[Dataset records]
◇ ◇ ◇ ◇

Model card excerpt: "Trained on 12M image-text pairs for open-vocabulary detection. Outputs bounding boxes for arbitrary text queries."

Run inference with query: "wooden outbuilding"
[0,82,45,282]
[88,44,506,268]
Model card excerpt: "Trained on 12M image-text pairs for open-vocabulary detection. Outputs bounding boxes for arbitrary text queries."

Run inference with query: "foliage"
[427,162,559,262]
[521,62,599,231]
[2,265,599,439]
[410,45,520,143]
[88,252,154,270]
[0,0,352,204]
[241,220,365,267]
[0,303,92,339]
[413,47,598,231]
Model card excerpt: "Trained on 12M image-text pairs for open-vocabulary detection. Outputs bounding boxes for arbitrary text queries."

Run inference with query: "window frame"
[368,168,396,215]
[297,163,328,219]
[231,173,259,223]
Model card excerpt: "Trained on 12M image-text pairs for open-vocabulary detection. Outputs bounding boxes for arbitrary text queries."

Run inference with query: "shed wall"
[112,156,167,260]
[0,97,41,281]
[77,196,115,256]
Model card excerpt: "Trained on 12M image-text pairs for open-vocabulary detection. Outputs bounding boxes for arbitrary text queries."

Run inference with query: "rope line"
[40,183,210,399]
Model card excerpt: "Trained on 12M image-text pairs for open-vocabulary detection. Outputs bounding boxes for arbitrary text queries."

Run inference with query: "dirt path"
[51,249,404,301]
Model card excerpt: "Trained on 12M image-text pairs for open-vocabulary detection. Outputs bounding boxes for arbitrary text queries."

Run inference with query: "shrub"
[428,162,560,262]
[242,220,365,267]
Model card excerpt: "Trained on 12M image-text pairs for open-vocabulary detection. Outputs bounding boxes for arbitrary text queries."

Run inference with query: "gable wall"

◇ ◇ ◇ ◇

Every entry needs to be copied again, word for word.

Answer for the task
Model card excerpt: "Trained on 12M image-text pairs for open-vocabulary detection. Outputs bounding boxes for arbitrary text queries."

Run inference with query: "wooden outbuilding"
[0,82,45,282]
[88,44,506,268]
Model card excerpt: "Trained on 12M image-text pairs for open-vocabulary detection. Outputs bounding boxes for arbitrary text queries."

Run inference with query: "foliage"
[427,162,559,262]
[521,62,599,231]
[2,265,599,439]
[410,45,520,143]
[88,252,154,270]
[0,0,352,204]
[241,220,365,267]
[0,303,92,339]
[413,47,598,231]
Model card excerpt: "Trained on 12M image-text pairs for open-vocabulary detection. Outputs bounding boxes for arbitrary text queries."

Run inference with query: "window frame"
[368,168,396,215]
[297,163,328,219]
[231,173,259,223]
Model card excerpt: "Trained on 12M image-text pairs for open-vocabulary detection. Outputs bounding boxes for arbitrary text queries."

Run inference with query: "shed wall"
[112,156,167,260]
[0,97,41,281]
[77,196,115,256]
Model card excerpt: "Trained on 12M image-text pairs for open-vocabulary detection. Outputs bounding boxes for arbitrary text queries."

Run inference with query: "rope line"
[40,183,210,399]
Model card excerpt: "Trained on 12M image-text pairs for open-vocabulary detection. Outputs bounding boxes for arbitrary text queries."

Run inference with query: "dirt path"
[51,249,404,301]
Model card excerpt: "Trained on 12M image-text pairs for open-vocabulary detection. Outputs bounding boxes for arbitrary text queries."

Run inference with query: "shrub"
[428,162,560,262]
[242,220,365,267]
Model card excerpt: "Trained on 12M image-text pairs for open-vocabulary detection. Outputs bounding boxes for arbitrary text queries."

Run inference with query: "gable wall"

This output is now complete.